What you need to do
Select every line in the records below that contains the word "green", matching case exactly, and copy each one.

>> BEGIN Extracted entries

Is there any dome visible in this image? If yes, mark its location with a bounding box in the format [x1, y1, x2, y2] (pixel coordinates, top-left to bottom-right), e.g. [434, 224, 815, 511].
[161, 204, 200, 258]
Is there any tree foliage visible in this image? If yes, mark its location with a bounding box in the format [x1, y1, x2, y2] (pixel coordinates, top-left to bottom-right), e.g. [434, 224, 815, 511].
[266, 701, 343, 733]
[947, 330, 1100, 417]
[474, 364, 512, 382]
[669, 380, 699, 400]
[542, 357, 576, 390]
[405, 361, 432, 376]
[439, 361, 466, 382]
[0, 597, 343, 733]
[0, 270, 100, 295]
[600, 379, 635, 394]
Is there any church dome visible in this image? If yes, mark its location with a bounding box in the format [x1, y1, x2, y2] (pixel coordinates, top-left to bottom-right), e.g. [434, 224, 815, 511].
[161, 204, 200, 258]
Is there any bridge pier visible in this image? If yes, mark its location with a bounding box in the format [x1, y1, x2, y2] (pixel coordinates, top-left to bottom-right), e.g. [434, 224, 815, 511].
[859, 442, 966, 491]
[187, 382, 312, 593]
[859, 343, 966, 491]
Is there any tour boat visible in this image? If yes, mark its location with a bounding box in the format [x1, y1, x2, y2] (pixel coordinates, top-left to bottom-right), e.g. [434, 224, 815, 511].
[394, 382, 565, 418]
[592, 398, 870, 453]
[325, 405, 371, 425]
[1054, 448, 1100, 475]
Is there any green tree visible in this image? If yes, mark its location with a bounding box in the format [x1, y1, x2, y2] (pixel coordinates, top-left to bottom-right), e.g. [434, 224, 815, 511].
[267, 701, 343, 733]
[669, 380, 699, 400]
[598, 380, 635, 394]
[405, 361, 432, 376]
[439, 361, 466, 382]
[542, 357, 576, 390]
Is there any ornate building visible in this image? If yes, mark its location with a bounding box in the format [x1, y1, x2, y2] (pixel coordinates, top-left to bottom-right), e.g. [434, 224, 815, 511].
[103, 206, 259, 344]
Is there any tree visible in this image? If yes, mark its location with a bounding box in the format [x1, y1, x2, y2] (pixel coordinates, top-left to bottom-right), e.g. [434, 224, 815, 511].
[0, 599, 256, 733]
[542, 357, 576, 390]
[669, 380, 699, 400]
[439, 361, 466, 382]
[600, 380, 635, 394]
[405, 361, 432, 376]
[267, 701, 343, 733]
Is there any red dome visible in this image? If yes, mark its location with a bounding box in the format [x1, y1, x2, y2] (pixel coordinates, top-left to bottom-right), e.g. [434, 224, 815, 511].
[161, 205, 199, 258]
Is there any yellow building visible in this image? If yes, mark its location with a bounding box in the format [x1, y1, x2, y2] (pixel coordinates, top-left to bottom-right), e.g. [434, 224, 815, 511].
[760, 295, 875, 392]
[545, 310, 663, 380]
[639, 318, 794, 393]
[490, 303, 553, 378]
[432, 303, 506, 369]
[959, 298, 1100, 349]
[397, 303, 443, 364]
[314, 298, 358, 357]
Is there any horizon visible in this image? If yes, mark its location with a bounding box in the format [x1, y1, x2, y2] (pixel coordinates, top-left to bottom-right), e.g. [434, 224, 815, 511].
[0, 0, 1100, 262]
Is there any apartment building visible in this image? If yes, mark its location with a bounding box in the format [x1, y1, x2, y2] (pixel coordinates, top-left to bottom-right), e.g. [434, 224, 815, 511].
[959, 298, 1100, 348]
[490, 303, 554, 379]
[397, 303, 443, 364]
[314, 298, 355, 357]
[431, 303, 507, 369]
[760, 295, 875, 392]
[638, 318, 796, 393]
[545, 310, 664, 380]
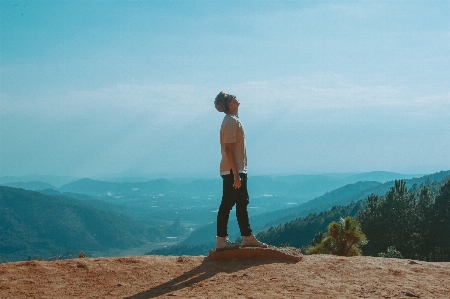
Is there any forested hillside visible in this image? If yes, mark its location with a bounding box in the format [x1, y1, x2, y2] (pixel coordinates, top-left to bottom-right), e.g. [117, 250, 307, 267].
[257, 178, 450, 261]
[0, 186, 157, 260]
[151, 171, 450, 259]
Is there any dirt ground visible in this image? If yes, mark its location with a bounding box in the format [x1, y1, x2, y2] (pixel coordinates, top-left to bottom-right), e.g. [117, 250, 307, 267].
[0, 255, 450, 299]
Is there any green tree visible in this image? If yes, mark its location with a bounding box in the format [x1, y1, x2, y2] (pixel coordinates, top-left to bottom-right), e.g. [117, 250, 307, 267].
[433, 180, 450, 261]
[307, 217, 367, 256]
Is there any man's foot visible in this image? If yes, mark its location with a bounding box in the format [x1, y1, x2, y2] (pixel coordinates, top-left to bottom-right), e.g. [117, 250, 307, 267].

>> END Extracted entries
>> BEGIN Extracted entries

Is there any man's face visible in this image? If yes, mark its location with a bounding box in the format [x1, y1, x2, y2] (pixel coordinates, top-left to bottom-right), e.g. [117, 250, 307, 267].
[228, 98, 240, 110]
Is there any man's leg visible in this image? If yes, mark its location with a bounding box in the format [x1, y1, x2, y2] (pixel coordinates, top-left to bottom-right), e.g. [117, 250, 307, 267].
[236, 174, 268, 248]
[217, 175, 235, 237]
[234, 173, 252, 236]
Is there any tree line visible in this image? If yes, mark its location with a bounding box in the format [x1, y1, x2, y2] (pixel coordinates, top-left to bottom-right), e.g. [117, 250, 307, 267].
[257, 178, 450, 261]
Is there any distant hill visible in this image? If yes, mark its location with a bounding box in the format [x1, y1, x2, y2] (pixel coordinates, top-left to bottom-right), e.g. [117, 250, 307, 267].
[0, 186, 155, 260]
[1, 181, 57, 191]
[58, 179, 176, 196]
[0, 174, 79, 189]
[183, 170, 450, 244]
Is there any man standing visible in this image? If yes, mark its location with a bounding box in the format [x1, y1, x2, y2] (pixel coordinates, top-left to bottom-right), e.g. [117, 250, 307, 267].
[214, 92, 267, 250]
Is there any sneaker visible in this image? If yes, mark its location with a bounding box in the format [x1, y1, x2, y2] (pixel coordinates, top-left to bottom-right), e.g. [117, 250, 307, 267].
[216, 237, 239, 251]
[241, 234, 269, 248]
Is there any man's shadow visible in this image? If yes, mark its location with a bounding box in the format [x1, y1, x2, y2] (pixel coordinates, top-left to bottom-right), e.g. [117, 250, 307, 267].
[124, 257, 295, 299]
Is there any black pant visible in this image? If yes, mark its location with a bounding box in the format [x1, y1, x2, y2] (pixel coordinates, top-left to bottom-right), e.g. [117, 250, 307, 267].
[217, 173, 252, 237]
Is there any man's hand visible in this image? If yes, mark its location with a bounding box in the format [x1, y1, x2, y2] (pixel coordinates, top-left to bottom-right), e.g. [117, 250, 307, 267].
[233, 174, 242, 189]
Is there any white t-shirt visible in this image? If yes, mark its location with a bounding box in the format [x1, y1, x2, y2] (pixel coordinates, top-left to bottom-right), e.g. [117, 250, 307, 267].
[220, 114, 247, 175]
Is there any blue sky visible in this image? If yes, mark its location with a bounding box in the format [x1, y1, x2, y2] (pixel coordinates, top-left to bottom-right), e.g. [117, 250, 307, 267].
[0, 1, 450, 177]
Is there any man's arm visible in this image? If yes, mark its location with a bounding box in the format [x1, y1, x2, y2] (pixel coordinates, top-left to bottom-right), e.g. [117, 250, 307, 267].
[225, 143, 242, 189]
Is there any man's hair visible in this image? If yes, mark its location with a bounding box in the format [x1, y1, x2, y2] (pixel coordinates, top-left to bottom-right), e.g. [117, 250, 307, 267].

>> END Extracted entries
>> BEGIN Extracted entries

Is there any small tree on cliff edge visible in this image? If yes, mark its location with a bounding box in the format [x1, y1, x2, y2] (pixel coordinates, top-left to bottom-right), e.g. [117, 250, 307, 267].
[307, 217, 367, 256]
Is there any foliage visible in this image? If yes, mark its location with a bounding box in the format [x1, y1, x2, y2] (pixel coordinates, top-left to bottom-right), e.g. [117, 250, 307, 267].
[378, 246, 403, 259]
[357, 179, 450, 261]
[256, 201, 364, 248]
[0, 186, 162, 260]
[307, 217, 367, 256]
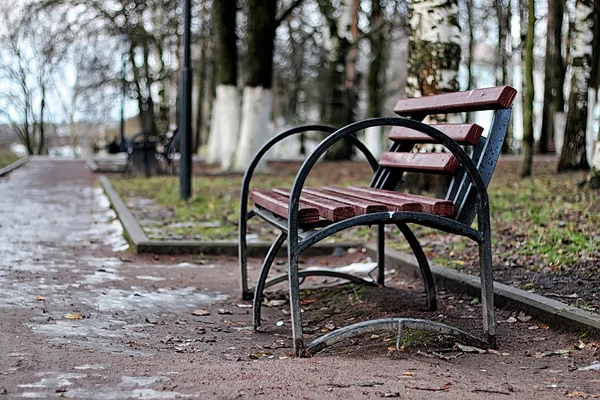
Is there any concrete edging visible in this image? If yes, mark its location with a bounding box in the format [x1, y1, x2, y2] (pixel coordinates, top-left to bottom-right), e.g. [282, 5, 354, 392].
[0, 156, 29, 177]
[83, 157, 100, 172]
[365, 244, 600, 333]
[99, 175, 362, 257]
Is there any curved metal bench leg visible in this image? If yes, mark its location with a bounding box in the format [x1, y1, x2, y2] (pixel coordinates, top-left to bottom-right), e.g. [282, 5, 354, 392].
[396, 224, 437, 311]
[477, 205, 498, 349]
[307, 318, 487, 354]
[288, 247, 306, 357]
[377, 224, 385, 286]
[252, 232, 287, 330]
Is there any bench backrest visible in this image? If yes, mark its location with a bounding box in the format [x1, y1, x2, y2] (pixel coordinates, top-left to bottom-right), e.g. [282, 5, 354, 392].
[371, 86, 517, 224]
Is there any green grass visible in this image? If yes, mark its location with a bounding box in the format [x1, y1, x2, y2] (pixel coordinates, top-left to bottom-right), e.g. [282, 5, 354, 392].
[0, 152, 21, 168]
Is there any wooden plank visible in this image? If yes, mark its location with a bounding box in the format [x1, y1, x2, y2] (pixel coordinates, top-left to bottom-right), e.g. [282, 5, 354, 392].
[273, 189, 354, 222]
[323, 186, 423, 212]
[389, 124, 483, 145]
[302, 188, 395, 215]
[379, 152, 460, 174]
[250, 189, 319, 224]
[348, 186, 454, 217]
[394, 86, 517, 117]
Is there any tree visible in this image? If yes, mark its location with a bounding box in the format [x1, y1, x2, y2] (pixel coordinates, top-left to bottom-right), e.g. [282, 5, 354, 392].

>> END Extracted entries

Result below
Is there any green tree visible in this image? If yes, mark its location with a bounding box in the format [x1, y1, x2, y2] (pixel coordinates, top-left to bottom-right), e.g. [434, 224, 815, 511].
Is there any green tree visible in this image? If yes, mark its location with a bounding box in the format [x1, y1, x2, y2] (pixel coordinates, top-left to bottom-right), e.g. [117, 250, 307, 267].
Is there any green grass visible in this image? If yes, mark its location with a bounding box in the format [x1, y1, x2, y2] (pixel coordinates, top-left to bottom-right), e.g. [282, 5, 354, 392].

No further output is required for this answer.